**Text segment**

---------------

Labor expenses increased by $17.9 million, or 27.8%, to $82.2 million in 2008
from $64.3 million in 2007 due primarily to more restaurants being operated in
2008. Labor expenses as a percentage of restaurant sales remained consistent at
30.4% in 2008 and 2007 with lower workers compensation costs offsetting higher
management salaries at the restaurant level.

                                       15



Operating expenses increased by $8.3 million, or 24.2%, to $42.8 million in 2008
from $34.5 million in 2007 due primarily to more restaurants being operated in
2008. Operating expenses as a percentage of restaurant sales decreased to 15.9%
in 2008 from 16.3% in 2007. The decrease in operating expenses as a percentage
of restaurant sales is primarily due to lower repair and maintenance costs and
lower general liability insurance costs partially offset by higher utility
charges and natural gas hedging costs for future months.

Occupancy expenses increased by $3.2 million, or 21.7%, to $17.9 million in 2008
from $14.7 million in 2007 due primarily to more restaurants being operated in
2008. Occupancy expenses as a percentage of restaurant sales decreased to 6.6%
in 2008 from 6.9% in 2007.

Depreciation increased by $4.5 million, or 37.0%, to $16.7 million in 2008 from
$12.2 million in 2007. The increase was primarily due to the additional
depreciation on 21 new restaurants opened in 2008, the nine restaurants acquired
from a franchisee on September 23, 2008, and the 14 new restaurants that opened
in the last three months of 2007. Accelerated depreciation related to three
relocations as part of the conversion of Don Pablo's sites also contributed to
the increase.

General and administrative expenses increased by $2.8 million, or 10.5%, to
$29.1 million in 2008 from $26.3 million in 2007 primarily due to additional
headcount and higher payroll and travel-related expenditures. General and
administrative expenses as a percentage of total revenue decreased to 9.7% in
2008 from 11.0% in 2007. Exclusive of stock-based compensation, we reduced our
general and administrative expenses as a percentage of revenue to 8.6% from 9.8%
with lower professional fees, conference costs, and better leverage of our
wage-related expenses.

Preopening costs increased by $3.1 million, to $5.4 million in 2008 from $2.3
million in 2007. In 2008, we incurred costs of $4.6 million for 21 new
company-owned restaurants opened in the first nine months of 2008, $77,000
related to the purchase of nine franchise restaurants, and $709,000 for
restaurants that will open in the fourth quarter of 2008 or later. In 2007, we
incurred costs of $1.8 million for the nine new company-owned restaurants opened
in the first nine months of 2007, and incurred $484,000 for restaurants that
opened in the fourth quarter of 2007 or later.

Loss on asset disposals and impairment increased by $1.5 million to $2.1 million
in 2008 from $538,000 in 2007. In 2008, we impaired the assets of two
restaurants for $506,000 and incurred store closing costs for one restaurant
being relocated for $184,000. The remaining loss was related to the HDTV
upgrades, remodels, and the write-off of miscellaneous equipment. In 2007, the
loss was due to the write-off of miscellaneous equipment.

---------------

**Given records**
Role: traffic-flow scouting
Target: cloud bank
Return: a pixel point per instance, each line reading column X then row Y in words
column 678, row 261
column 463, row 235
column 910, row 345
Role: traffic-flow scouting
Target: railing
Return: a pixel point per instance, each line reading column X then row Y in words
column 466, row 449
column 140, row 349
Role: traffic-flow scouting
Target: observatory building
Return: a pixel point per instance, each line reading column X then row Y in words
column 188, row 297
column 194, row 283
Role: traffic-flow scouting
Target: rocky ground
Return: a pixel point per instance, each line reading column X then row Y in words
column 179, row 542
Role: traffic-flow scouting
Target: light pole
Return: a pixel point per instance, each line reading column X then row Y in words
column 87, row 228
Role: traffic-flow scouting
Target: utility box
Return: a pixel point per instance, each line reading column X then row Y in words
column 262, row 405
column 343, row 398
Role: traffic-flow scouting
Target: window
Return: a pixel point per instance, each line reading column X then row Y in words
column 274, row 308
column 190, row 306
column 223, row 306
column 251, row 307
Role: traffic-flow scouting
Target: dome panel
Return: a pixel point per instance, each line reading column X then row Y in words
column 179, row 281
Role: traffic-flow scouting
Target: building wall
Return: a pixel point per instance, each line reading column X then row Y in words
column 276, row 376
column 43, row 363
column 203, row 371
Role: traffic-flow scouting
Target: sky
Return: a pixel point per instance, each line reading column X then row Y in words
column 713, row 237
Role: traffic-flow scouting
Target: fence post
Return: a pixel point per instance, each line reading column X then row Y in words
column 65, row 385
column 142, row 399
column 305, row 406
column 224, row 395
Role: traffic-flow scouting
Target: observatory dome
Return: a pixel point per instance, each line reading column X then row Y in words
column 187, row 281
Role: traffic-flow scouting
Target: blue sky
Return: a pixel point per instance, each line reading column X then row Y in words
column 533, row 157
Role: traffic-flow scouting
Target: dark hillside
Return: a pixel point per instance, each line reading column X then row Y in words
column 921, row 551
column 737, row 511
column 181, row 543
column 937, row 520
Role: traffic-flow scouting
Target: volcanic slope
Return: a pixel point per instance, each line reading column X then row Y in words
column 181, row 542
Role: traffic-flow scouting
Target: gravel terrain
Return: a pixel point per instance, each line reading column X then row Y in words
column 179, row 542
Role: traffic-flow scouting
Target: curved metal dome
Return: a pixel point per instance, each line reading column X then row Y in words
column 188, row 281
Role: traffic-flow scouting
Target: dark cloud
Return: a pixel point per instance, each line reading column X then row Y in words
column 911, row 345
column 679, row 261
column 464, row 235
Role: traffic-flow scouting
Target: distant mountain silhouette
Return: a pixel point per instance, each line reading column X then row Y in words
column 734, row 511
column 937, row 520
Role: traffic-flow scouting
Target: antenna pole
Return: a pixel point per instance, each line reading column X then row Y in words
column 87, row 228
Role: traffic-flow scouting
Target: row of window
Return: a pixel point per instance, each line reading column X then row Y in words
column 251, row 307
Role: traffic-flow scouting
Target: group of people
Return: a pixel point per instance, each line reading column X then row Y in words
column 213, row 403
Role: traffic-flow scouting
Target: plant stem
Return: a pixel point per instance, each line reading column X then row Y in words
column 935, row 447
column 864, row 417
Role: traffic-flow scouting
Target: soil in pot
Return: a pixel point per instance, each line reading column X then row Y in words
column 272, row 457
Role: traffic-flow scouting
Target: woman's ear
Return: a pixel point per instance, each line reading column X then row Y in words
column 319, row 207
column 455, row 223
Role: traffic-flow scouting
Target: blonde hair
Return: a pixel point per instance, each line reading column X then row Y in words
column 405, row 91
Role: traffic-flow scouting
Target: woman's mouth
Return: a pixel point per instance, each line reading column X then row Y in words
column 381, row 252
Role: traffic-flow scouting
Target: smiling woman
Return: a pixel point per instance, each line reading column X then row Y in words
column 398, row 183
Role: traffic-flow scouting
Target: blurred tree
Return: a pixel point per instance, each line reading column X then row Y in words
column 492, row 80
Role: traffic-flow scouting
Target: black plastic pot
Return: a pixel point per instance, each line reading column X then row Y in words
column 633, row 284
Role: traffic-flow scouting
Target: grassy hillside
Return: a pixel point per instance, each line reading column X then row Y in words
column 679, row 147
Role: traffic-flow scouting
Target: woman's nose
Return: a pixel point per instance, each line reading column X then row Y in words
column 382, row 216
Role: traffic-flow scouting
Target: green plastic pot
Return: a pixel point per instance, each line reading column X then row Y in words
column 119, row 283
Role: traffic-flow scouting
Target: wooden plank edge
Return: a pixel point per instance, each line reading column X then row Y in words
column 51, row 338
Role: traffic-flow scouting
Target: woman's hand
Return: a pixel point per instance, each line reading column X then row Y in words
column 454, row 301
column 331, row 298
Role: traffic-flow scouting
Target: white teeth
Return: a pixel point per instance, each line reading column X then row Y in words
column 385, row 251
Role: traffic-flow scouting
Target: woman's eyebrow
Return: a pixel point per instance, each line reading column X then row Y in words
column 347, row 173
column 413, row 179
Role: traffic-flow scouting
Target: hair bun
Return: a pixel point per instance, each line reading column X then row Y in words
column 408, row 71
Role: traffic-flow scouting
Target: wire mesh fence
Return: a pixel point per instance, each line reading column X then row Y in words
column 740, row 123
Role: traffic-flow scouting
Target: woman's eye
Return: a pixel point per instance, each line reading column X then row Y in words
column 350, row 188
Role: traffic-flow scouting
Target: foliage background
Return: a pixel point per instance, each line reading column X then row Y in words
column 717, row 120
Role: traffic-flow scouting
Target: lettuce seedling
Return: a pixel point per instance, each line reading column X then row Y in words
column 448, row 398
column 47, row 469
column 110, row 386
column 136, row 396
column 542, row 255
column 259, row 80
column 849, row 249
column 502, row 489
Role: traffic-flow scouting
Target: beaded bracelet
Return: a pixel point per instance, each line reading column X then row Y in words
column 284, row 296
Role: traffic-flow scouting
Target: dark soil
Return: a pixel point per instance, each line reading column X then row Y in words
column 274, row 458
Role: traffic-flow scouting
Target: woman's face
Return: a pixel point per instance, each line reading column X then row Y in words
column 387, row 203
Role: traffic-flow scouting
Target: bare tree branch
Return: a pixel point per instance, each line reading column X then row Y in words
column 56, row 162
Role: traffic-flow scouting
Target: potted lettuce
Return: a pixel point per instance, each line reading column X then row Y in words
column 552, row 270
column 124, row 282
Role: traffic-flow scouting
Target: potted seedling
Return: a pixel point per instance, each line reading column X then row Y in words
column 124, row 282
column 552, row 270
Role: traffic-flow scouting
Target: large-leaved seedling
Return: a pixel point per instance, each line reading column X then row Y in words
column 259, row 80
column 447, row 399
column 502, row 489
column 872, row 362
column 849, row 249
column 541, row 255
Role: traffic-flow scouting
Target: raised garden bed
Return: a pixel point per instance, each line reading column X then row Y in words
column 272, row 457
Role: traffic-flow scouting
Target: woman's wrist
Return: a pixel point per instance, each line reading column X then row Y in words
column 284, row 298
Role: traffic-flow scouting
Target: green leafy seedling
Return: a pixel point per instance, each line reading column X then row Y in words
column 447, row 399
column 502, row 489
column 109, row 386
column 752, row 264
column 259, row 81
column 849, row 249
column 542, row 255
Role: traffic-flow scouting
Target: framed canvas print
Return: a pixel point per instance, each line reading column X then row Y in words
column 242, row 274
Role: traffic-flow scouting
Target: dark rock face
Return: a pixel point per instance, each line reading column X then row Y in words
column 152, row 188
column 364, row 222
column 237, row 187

---------------

**Work required**
Duplicate the passage of the restaurant expense discussion word for word, beginning at the words "Labor expenses increased" and stopping after "the restaurant level.".

**Task result**
Labor expenses increased by $17.9 million, or 27.8%, to $82.2 million in 2008
from $64.3 million in 2007 due primarily to more restaurants being operated in
2008. Labor expenses as a percentage of restaurant sales remained consistent at
30.4% in 2008 and 2007 with lower workers compensation costs offsetting higher
management salaries at the restaurant level.